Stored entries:
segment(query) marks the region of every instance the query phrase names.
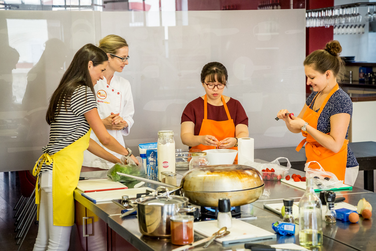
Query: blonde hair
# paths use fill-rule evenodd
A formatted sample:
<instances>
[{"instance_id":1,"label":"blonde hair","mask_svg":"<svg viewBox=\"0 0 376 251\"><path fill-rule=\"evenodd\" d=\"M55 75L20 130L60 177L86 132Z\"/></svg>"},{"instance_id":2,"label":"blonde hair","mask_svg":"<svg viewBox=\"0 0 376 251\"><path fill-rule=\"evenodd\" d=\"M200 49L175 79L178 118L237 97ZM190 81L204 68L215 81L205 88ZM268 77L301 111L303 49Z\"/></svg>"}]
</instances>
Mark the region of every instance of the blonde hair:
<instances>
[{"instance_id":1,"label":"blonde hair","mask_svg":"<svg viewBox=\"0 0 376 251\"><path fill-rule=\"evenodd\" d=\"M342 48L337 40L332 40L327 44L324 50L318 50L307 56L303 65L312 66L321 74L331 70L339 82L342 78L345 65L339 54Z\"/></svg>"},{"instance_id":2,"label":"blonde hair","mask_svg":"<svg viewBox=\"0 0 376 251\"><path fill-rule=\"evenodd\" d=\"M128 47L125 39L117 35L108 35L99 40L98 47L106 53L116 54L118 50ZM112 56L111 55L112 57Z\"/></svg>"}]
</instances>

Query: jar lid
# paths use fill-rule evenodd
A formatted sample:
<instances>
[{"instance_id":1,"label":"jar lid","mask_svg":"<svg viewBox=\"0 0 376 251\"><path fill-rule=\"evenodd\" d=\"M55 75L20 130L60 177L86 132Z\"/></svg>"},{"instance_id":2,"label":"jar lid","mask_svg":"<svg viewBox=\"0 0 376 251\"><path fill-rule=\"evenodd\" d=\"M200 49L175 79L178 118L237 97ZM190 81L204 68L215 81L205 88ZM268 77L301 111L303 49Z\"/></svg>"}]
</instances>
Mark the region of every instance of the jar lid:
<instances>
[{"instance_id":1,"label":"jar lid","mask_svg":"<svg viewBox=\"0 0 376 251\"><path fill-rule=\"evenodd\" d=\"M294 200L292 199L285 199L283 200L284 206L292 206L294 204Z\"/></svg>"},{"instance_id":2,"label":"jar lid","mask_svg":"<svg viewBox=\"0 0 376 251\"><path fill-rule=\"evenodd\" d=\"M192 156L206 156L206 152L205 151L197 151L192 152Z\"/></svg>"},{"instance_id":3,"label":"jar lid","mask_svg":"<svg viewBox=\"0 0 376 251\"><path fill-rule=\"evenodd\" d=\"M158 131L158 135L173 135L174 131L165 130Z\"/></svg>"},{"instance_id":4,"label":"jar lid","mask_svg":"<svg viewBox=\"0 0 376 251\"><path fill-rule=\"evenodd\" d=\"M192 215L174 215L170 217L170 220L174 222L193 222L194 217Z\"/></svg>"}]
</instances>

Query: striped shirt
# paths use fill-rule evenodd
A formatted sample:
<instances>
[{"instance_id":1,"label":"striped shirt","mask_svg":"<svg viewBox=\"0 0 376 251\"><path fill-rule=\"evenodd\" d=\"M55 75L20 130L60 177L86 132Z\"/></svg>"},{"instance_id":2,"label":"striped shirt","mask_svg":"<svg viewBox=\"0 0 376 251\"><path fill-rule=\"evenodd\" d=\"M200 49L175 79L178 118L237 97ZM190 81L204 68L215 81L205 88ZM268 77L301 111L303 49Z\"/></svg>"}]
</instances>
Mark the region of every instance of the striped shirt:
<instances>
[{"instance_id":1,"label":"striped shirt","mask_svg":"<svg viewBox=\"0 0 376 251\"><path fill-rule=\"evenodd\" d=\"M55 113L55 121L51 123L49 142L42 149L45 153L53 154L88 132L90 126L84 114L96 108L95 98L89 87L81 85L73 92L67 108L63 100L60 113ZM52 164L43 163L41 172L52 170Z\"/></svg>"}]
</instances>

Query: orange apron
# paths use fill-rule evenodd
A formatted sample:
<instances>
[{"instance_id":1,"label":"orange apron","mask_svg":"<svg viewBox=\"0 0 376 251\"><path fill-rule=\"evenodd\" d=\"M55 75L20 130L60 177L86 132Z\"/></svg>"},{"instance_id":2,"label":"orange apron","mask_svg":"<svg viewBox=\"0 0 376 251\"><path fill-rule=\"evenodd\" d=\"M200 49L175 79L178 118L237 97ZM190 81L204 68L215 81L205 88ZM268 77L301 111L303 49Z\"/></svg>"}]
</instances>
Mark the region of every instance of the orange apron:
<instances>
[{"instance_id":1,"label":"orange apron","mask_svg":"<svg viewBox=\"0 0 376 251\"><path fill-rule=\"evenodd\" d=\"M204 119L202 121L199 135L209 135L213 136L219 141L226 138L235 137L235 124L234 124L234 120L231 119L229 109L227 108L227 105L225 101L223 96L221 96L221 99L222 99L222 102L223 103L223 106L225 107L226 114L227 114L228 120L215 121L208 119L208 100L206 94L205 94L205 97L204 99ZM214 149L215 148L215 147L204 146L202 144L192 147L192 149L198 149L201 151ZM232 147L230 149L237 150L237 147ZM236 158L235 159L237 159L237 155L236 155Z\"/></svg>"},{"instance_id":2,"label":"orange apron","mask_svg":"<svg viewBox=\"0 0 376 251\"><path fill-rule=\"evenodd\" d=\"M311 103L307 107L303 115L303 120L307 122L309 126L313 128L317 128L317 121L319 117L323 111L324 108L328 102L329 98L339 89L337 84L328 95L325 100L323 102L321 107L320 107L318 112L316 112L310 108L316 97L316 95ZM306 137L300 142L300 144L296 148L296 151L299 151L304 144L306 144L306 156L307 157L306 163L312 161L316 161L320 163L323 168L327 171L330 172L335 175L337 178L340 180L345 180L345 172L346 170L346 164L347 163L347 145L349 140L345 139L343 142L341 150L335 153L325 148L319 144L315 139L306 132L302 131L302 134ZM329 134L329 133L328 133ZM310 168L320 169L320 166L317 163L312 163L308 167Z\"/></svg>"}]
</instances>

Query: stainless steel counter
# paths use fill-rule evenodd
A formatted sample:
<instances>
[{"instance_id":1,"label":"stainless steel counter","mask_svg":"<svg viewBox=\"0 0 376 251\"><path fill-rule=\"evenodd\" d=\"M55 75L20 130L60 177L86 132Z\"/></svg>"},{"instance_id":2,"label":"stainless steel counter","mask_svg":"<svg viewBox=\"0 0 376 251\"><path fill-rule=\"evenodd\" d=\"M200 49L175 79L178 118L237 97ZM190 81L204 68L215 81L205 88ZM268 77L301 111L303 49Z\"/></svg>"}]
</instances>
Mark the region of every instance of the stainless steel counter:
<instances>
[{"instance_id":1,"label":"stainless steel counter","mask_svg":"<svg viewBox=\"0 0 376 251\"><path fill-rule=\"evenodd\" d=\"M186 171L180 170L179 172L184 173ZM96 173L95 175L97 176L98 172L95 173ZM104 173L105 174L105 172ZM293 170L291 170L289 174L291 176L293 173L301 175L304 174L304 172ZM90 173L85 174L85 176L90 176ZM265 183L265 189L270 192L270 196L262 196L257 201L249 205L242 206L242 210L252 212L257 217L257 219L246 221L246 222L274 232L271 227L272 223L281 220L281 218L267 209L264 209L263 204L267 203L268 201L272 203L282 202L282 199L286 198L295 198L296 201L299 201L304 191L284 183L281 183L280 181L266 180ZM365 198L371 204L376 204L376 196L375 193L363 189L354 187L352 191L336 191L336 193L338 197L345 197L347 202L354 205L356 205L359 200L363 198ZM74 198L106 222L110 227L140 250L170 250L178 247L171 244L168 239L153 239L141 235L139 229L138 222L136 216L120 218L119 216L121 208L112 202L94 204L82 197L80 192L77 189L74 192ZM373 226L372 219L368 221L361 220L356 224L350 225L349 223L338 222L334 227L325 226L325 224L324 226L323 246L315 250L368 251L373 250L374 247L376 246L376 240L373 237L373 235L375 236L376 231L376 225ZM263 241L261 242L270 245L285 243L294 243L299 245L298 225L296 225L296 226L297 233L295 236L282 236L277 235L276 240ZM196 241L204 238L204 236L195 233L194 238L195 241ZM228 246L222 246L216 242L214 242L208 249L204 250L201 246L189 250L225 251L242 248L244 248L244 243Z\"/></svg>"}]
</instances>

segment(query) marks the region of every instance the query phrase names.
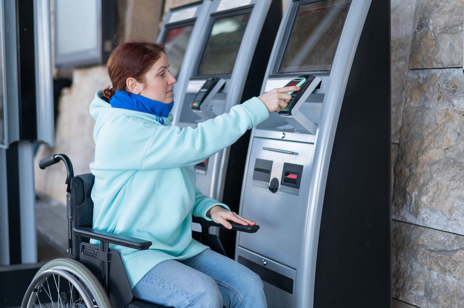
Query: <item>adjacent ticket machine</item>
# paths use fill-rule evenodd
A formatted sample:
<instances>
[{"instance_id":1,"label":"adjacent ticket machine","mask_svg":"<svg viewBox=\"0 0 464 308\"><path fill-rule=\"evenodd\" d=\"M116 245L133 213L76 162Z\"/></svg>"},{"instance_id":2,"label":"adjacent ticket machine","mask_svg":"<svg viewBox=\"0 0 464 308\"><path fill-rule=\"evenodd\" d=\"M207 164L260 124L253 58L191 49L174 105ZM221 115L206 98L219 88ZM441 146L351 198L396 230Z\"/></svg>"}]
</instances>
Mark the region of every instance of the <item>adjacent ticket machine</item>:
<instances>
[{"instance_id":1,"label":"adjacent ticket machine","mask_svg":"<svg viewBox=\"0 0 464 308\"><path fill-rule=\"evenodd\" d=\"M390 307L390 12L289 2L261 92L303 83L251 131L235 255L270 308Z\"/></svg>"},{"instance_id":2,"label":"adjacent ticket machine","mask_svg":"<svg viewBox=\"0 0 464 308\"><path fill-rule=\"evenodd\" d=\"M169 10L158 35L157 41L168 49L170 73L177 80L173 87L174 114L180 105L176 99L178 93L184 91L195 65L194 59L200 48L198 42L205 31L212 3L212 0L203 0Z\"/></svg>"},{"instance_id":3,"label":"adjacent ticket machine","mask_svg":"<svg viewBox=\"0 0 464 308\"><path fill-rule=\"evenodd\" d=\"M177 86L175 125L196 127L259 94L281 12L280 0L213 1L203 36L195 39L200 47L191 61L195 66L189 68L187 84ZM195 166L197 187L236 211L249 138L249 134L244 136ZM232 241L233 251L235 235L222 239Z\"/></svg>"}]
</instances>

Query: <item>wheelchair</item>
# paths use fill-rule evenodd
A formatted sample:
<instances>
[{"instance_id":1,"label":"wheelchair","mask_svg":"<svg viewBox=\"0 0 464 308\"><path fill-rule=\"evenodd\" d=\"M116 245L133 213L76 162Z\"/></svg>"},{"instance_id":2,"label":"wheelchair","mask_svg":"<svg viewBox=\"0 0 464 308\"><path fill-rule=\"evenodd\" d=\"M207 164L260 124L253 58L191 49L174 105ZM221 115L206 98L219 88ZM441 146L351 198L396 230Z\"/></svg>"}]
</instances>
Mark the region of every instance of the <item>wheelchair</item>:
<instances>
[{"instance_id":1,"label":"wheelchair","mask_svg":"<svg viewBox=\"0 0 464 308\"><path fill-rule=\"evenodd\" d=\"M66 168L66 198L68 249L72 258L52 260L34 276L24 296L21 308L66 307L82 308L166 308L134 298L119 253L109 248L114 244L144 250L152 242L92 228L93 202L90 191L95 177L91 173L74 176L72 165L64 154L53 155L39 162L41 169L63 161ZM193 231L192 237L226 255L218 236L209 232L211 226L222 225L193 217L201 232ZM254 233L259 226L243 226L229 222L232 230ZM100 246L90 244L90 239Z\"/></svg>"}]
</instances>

▸ WHAT IS REQUIRED
Give back exactly the lines from the one containing "Query: <item>wheelchair</item>" to the end of the material, both ends included.

▸ SOLUTION TO THE PROBLEM
Query: <item>wheelchair</item>
# paths use fill-rule evenodd
A formatted sample:
<instances>
[{"instance_id":1,"label":"wheelchair","mask_svg":"<svg viewBox=\"0 0 464 308\"><path fill-rule=\"evenodd\" d=\"M116 245L133 213L76 162Z\"/></svg>"},{"instance_id":2,"label":"wheelchair","mask_svg":"<svg viewBox=\"0 0 464 308\"><path fill-rule=\"evenodd\" d=\"M207 164L260 124L253 58L191 49L174 105ZM221 115L206 98L219 88ZM441 146L351 198L396 230Z\"/></svg>"}]
</instances>
Mark the region of every instance of the <item>wheelchair</item>:
<instances>
[{"instance_id":1,"label":"wheelchair","mask_svg":"<svg viewBox=\"0 0 464 308\"><path fill-rule=\"evenodd\" d=\"M66 168L66 198L68 249L72 258L52 260L34 276L24 296L21 308L66 307L82 308L166 308L134 298L119 253L109 248L114 244L144 250L152 242L92 228L93 202L90 191L95 177L91 173L74 176L72 165L64 154L53 155L39 162L41 169L63 161ZM193 231L192 237L226 255L218 236L209 232L211 226L222 225L193 217L201 232ZM254 233L259 226L243 226L229 222L232 230ZM100 246L90 244L90 239Z\"/></svg>"}]
</instances>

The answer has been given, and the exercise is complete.